§ **Task objective**: Transcribe exactly the lines from the one holding "Where can the long" to the end of the data below, including both of those lines and no others.

Records from a dataset
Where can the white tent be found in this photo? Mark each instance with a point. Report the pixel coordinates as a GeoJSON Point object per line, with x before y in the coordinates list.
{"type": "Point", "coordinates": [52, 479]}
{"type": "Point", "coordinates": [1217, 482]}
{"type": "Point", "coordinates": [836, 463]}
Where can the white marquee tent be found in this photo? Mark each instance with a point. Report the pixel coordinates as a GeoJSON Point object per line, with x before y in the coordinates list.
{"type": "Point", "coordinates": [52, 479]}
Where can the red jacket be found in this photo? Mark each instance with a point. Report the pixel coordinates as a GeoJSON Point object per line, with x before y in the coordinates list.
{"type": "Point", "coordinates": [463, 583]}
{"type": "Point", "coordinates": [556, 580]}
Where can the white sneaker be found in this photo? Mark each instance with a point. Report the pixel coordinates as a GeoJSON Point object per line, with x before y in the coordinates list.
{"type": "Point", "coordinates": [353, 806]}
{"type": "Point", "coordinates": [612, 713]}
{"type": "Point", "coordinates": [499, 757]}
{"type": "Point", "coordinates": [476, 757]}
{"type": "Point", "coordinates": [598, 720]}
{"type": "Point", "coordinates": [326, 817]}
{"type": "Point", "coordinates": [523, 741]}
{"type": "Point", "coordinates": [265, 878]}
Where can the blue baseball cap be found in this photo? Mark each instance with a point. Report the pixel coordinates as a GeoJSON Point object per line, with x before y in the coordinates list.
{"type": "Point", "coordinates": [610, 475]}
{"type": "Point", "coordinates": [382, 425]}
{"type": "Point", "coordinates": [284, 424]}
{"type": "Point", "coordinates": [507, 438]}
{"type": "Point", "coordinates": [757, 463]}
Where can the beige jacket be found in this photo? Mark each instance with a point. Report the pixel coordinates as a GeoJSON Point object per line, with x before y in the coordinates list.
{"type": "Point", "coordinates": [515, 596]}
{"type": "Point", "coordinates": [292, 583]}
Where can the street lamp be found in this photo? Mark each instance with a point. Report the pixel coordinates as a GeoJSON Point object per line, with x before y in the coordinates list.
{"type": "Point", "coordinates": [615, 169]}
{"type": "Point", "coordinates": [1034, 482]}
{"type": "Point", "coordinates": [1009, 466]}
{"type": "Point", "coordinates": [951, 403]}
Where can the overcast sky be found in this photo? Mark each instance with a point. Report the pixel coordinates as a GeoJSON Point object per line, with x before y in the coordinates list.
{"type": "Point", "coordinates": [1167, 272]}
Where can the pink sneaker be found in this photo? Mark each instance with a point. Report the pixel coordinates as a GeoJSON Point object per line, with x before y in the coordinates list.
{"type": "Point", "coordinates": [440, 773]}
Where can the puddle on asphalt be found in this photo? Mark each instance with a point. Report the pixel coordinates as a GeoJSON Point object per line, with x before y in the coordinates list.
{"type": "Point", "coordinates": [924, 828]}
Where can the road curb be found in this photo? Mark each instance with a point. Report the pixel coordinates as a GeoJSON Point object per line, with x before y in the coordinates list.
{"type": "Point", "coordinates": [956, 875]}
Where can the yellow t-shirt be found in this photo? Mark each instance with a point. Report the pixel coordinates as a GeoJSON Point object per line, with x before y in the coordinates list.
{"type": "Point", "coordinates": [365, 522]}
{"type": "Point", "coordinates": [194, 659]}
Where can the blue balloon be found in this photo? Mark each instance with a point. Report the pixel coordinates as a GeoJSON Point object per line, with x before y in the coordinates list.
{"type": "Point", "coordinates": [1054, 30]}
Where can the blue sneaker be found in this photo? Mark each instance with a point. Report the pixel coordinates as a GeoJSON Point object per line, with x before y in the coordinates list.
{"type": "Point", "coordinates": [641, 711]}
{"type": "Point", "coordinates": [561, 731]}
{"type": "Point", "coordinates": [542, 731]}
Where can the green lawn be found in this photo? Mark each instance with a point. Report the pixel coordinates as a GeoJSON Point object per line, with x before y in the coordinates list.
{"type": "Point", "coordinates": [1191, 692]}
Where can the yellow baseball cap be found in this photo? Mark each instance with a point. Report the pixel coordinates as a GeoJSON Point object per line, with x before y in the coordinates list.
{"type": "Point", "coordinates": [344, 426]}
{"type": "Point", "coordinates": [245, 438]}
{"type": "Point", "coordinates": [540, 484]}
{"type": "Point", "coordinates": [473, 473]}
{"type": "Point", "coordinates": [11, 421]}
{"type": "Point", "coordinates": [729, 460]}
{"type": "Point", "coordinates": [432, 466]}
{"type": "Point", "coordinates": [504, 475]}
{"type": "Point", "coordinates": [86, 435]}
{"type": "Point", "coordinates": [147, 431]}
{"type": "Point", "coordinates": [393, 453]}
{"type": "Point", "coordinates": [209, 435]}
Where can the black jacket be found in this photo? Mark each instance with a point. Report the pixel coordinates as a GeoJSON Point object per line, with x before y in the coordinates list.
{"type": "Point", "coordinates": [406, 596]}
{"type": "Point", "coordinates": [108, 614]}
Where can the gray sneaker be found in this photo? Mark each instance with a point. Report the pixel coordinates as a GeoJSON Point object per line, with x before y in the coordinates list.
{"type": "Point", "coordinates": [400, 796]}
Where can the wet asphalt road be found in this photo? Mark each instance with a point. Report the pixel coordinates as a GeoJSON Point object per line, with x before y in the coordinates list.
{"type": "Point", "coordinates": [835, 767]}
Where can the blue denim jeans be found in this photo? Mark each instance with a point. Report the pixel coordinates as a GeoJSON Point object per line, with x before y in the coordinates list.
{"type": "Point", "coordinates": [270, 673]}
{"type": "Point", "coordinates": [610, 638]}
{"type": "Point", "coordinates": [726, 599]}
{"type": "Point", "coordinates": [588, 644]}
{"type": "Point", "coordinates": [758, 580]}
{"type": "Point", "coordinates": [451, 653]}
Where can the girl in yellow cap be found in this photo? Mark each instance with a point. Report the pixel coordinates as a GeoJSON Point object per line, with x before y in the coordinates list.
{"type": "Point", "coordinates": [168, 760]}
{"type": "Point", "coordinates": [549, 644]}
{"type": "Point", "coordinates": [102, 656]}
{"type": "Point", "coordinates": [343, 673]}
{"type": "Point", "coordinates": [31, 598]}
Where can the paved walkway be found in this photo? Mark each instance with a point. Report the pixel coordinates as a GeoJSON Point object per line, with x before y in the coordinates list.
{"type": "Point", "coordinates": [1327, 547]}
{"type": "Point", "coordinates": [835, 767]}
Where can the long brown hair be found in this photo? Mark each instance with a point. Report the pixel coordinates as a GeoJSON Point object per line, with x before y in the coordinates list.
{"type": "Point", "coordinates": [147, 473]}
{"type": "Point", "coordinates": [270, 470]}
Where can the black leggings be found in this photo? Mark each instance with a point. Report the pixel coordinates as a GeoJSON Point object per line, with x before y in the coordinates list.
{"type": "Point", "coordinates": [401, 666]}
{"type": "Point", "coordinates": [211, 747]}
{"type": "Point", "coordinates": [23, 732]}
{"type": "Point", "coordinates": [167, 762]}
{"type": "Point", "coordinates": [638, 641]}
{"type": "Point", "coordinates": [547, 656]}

§ **Answer for this exercise**:
Where can the long brown hair be found in this photo? Mark each instance with a point. Report the pixel coordinates as a GeoJSON Point object per line, with x before y in the coordinates list.
{"type": "Point", "coordinates": [147, 473]}
{"type": "Point", "coordinates": [270, 470]}
Where can the black leggings be found in this photo? Mark each instance with a point. Report the pixel coordinates as a GeoJSON Point object per line, with x before y in the coordinates list.
{"type": "Point", "coordinates": [401, 666]}
{"type": "Point", "coordinates": [211, 747]}
{"type": "Point", "coordinates": [23, 732]}
{"type": "Point", "coordinates": [167, 762]}
{"type": "Point", "coordinates": [638, 641]}
{"type": "Point", "coordinates": [547, 656]}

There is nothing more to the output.